Assigned task:
Your task is to transcribe all the entries exactly, excluding pictures.

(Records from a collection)
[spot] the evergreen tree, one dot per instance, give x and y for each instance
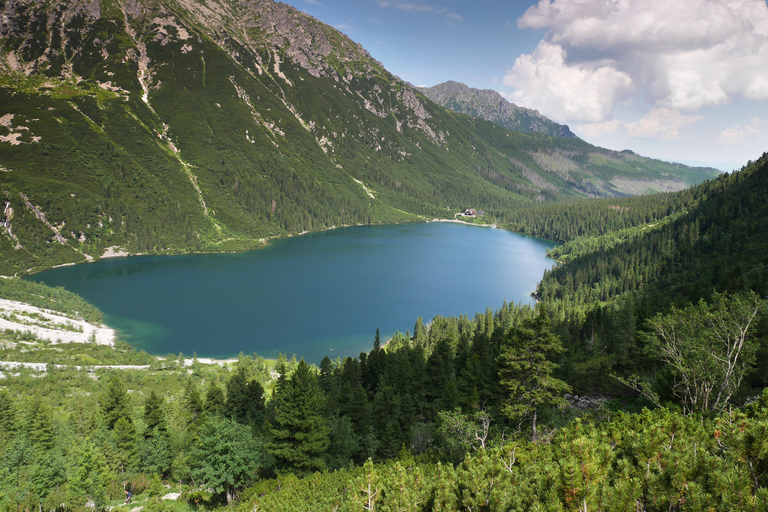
(299, 431)
(8, 421)
(126, 444)
(226, 456)
(154, 415)
(215, 403)
(525, 371)
(115, 402)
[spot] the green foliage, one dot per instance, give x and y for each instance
(709, 348)
(221, 156)
(525, 372)
(226, 456)
(115, 403)
(299, 430)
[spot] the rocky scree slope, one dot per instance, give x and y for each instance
(491, 106)
(165, 126)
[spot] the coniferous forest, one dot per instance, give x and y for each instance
(635, 383)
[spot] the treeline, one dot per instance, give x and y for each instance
(654, 461)
(463, 413)
(457, 387)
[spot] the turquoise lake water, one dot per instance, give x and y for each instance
(314, 295)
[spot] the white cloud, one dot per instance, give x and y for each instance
(663, 124)
(684, 54)
(566, 92)
(755, 131)
(597, 130)
(413, 7)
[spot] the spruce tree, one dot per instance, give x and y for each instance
(299, 431)
(115, 402)
(525, 371)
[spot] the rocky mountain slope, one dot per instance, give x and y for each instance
(491, 106)
(158, 126)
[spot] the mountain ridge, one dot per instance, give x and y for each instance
(492, 106)
(166, 126)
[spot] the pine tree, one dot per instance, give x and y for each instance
(115, 402)
(525, 371)
(154, 416)
(299, 430)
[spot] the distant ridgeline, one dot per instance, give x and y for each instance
(175, 126)
(661, 323)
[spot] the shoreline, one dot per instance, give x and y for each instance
(116, 251)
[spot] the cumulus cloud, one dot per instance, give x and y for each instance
(684, 55)
(661, 123)
(566, 92)
(597, 130)
(413, 7)
(754, 131)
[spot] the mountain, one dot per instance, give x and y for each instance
(166, 126)
(491, 106)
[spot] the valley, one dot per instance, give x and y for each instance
(176, 129)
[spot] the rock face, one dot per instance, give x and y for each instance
(491, 106)
(166, 126)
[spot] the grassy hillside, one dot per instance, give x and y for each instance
(174, 126)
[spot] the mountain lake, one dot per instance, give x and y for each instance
(315, 295)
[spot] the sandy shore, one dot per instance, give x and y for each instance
(52, 326)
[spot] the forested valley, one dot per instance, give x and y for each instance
(635, 383)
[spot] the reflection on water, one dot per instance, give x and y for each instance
(315, 295)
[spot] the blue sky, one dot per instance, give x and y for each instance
(685, 81)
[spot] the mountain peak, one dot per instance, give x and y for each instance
(491, 106)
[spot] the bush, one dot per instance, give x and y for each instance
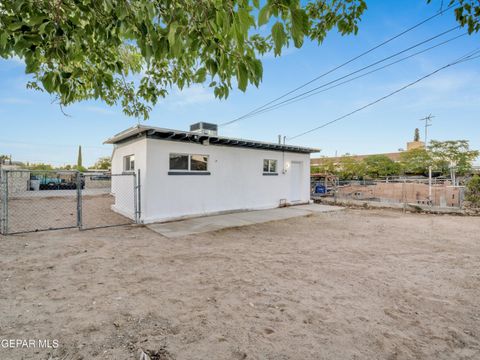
(472, 194)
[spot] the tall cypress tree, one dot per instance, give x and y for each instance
(417, 135)
(79, 159)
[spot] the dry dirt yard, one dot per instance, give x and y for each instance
(358, 284)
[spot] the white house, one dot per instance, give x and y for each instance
(192, 173)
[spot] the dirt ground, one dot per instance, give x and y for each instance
(359, 284)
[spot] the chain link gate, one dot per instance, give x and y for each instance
(48, 200)
(108, 200)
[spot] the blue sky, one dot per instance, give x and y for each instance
(33, 129)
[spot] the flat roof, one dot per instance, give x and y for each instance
(142, 131)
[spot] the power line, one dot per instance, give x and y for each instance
(440, 12)
(252, 113)
(464, 58)
(51, 145)
(294, 100)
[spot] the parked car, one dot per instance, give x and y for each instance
(54, 183)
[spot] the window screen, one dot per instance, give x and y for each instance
(198, 162)
(178, 162)
(269, 166)
(129, 163)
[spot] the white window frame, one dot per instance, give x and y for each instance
(189, 163)
(129, 163)
(269, 170)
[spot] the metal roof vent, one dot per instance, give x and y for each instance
(205, 128)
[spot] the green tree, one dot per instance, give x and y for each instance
(40, 166)
(415, 161)
(350, 168)
(472, 194)
(89, 49)
(103, 163)
(326, 166)
(79, 158)
(456, 153)
(416, 137)
(381, 166)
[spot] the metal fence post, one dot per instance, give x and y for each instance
(4, 204)
(135, 209)
(139, 197)
(79, 201)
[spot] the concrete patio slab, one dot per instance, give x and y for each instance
(217, 222)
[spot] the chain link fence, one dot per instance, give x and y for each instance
(47, 200)
(418, 192)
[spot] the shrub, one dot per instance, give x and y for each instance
(472, 194)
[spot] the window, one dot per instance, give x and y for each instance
(129, 163)
(188, 164)
(269, 167)
(178, 162)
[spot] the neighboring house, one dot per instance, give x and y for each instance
(395, 156)
(193, 173)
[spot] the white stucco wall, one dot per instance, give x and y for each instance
(122, 186)
(236, 180)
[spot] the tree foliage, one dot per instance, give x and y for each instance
(131, 52)
(472, 194)
(456, 153)
(88, 49)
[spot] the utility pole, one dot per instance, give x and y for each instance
(428, 123)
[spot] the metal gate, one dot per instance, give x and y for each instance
(47, 200)
(108, 200)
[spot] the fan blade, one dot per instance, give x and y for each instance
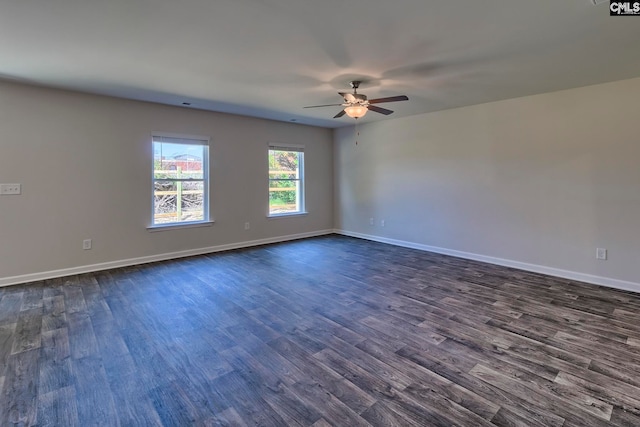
(389, 99)
(325, 105)
(379, 110)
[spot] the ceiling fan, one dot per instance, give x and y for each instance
(356, 104)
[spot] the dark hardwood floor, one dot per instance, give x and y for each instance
(330, 331)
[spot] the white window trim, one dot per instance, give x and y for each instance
(284, 146)
(197, 140)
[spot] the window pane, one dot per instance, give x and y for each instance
(285, 181)
(191, 202)
(283, 164)
(177, 161)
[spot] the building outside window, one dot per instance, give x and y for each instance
(180, 179)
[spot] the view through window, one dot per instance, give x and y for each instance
(286, 180)
(180, 180)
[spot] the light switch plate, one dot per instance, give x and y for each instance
(10, 189)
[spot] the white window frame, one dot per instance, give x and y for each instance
(172, 138)
(300, 187)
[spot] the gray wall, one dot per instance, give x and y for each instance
(85, 161)
(538, 182)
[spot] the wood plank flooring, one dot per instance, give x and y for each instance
(329, 331)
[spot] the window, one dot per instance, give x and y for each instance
(180, 180)
(286, 180)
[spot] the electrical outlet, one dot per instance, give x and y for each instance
(10, 189)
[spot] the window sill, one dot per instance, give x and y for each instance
(173, 226)
(285, 215)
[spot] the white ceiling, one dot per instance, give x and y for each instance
(270, 58)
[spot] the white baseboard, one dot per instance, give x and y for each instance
(566, 274)
(26, 278)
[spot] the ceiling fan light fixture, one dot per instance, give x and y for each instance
(355, 111)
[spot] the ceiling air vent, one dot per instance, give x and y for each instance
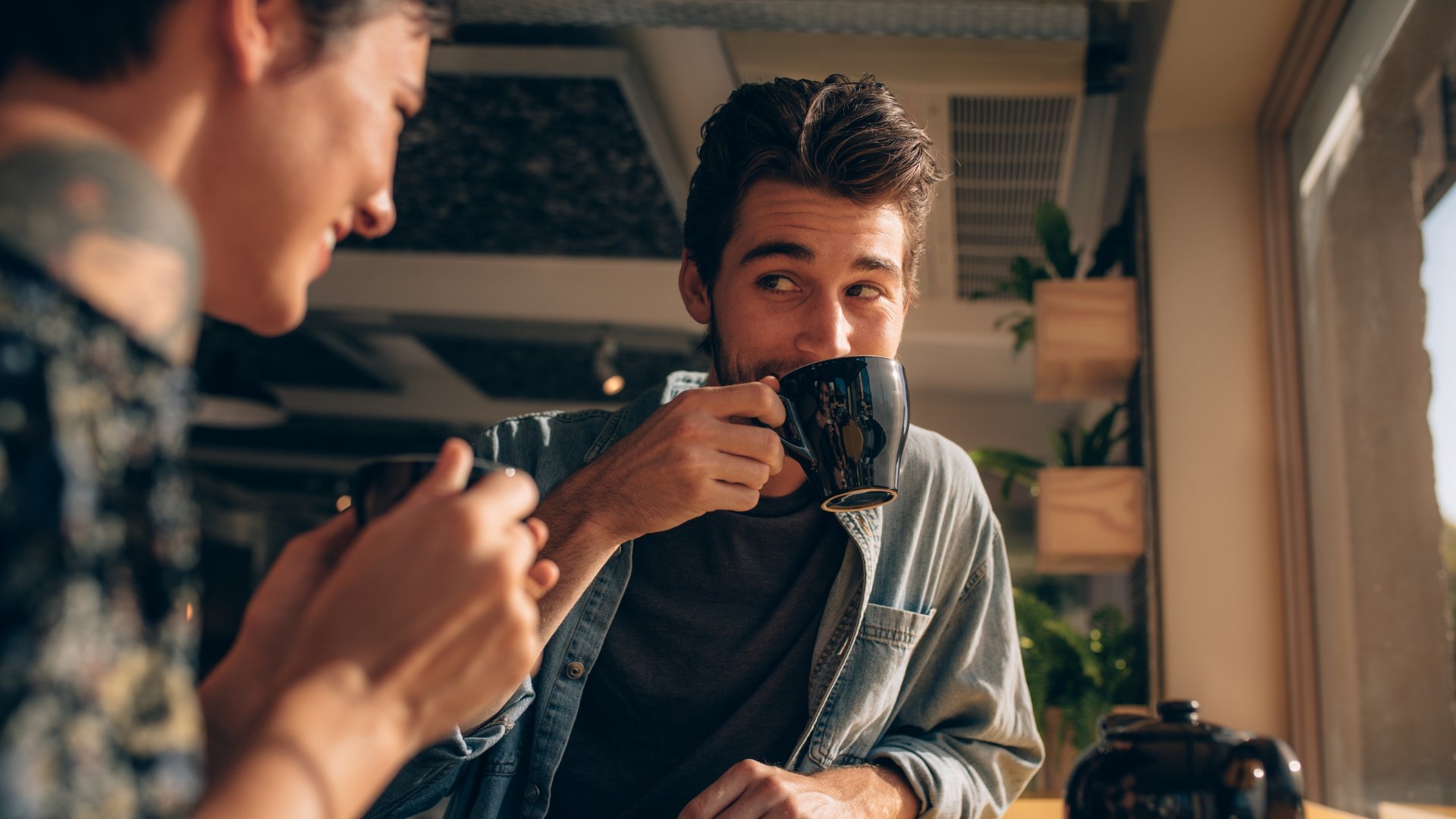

Expected answer:
[spot] the evergreen tree, one dot per instance, give x and y for each instance
(299, 431)
(8, 421)
(126, 444)
(226, 456)
(154, 415)
(215, 403)
(525, 371)
(115, 402)
[spot] the green foliage, one dot per instance, give x and y for each instance
(709, 348)
(221, 156)
(525, 372)
(226, 456)
(115, 403)
(299, 430)
[spot] the rocky scree slope, one dot per instance, give x and y for each instance
(491, 106)
(165, 126)
[spot] the coniferous forest, one dot per instance, give x and y for each instance
(635, 383)
[spot] the treeline, one dot per instance, give x and y for each instance
(654, 461)
(463, 413)
(457, 387)
[spot] the turquoise lake water, one dot per instance, give x and y for each instance
(314, 295)
[spot] the white cloud, one dot per instance, give x and y for each instance
(663, 124)
(684, 54)
(566, 92)
(755, 131)
(597, 130)
(413, 7)
[spot] the spruce tree, one dot per instance, give x and y for each instance
(299, 431)
(115, 402)
(525, 371)
[spot] the rocky mountain slope, one dot per instance, give x and y for each instance
(491, 106)
(158, 126)
[spot] the mountain ridge, one dot per instance, give x and y for each instance
(492, 106)
(166, 126)
[spot] the pine tree, one dot per instance, give x and y for each instance
(115, 402)
(525, 371)
(154, 416)
(299, 430)
[spot] the distant ridgeline, one dot per instance, give x and y for each instance
(175, 126)
(661, 323)
[spot] the shoreline, one dot per instance, give x and y for each instance
(116, 251)
[spot] the cumulus cloud, one dot per instance, give x and y for each instance
(684, 55)
(661, 123)
(566, 92)
(597, 130)
(413, 7)
(754, 131)
[spot] the mountain, one dot per instance, give x and y for each instance
(166, 126)
(491, 106)
[spot] the valley, one dot per instance, give x and y for each instance
(176, 129)
[spot] the rock face, one dot per instance, give x and y for each instance
(491, 106)
(166, 126)
[spot] the grassy hillside, one dot per instance, give x and y for each instance
(174, 126)
[spot] the mountain lake, one dot per instance, give x and y for each instance
(315, 295)
[spot] the sandy shore, one dot per instance, give x and y for each instance
(52, 326)
[spot] the forested valley, one dot per instance, give x and y for each instance
(635, 383)
[spot] the reflection on water, one dot per instance, give x and y for each instance
(315, 295)
[spot] the blue sky, one dot per instance, give x and y for each instance
(685, 81)
[spot] the mountain peak, one dot per instance, give x and y for each instance
(491, 106)
[spot] the bush, one dot per instance, give x and y for each instance
(472, 194)
[spot] the tall cypress tree, one dot per instance, give x and y for each instance
(417, 135)
(79, 159)
[spot] the dry dirt yard, one dot per instance, give x and y for each instance
(358, 284)
[spot] the white house, one dot per instance, give x and y for each instance
(192, 173)
[spot] the dirt ground, one dot per instance, give x and y for each instance
(359, 284)
[spot] the chain link gate, one dot per instance, give x and y for each instance
(48, 200)
(108, 200)
[spot] the blue sky, one dot per instance, give x and y for each instance
(33, 129)
[spot] the flat roof, one dot per instance, give x and y for each instance
(142, 131)
[spot] the power line, one dot per instance, give x and y for each instance
(440, 12)
(252, 113)
(464, 58)
(51, 145)
(294, 100)
[spot] the parked car, one dot per instance, give x and y for each instance
(54, 183)
[spot] the window screen, one dot per instance, give x and y for each instance
(198, 162)
(178, 162)
(269, 166)
(129, 163)
[spot] the white window frame, one dot per instance, give x and y for each instance
(189, 163)
(129, 163)
(269, 170)
[spot] the metal roof vent, one dot per instance, give x and y for each instance
(205, 128)
[spot] the green tree, one dot per instance, give x and y for each instance
(40, 166)
(415, 161)
(350, 168)
(472, 194)
(89, 49)
(103, 163)
(326, 166)
(79, 158)
(456, 153)
(416, 137)
(381, 166)
[spot] the metal fence post, one dot per instance, give x and y for each instance
(4, 204)
(135, 209)
(139, 197)
(79, 201)
[spot] the concrete patio slab, one dot per instance, give x and y for each instance
(217, 222)
[spot] the chain link fence, one dot per instance, give x and y for each instance
(47, 200)
(418, 192)
[spot] the shrub, one dot per instance, give x and y for each instance
(472, 194)
[spot] the window, one dot per instance, give x and y for each instance
(129, 163)
(188, 164)
(269, 167)
(178, 162)
[spot] the neighboring house, one dot per instance, give x and y for each instance
(395, 156)
(193, 173)
[spot] the white stucco wall, one dot per instance, give x and y for each instance
(122, 186)
(236, 180)
[spot] the tree foliage, one dot per instance, give x and y for each instance
(131, 52)
(472, 194)
(456, 153)
(88, 49)
[spot] the utility pole, one dot per instance, give x and y for each instance
(428, 123)
[spot] the metal gate, one dot per instance, give x and y for each instance
(47, 200)
(108, 200)
[spot] the fan blade, one dot per instance, give x and y for each instance
(389, 99)
(325, 105)
(379, 110)
[spot] the ceiling fan, one dot per instance, give x and y for each instance
(356, 104)
[spot] the dark hardwood floor, one dot per instance, give x and y for each instance
(330, 331)
[spot] the white window trim, one dot per instance, give x and y for each instance
(284, 146)
(197, 140)
[spot] the window pane, one dot per instance, give x and y for each instance
(285, 181)
(191, 202)
(283, 164)
(177, 161)
[spot] the building outside window, one dot per instance, give x and y for each instance
(180, 179)
[spot] the view through window, one dot per instance, give x and y for each instance
(286, 180)
(180, 180)
[spot] the light switch plate, one dot per instance, give x and y for each instance
(10, 189)
[spot] the white window frame, one dot per instance, give x and y for each instance
(172, 138)
(300, 187)
[spot] the gray wall, one dot per instance, give x and y for each instance
(85, 161)
(538, 182)
[spot] the wood plank flooring, one dot per instance, give x and y for each instance
(329, 331)
[spot] the window, one dot per instance, give x and y for each instance
(180, 180)
(286, 180)
[spot] the electrical outlet, one dot per instance, give x and y for each instance
(10, 189)
[spot] the window sill, one dot per instance, give x and y for each instance
(173, 226)
(285, 215)
[spot] the white ceiling, one dot per instance, give x and y for each instance
(270, 58)
[spot] the white baseboard, one dot per instance, give x and y for each instance
(566, 274)
(26, 278)
[spot] the ceiling fan light fixture, one dot per instance, give x and y for each instance
(355, 111)
[spot] the ceiling air vent, one dot per instance, give x and y for each instance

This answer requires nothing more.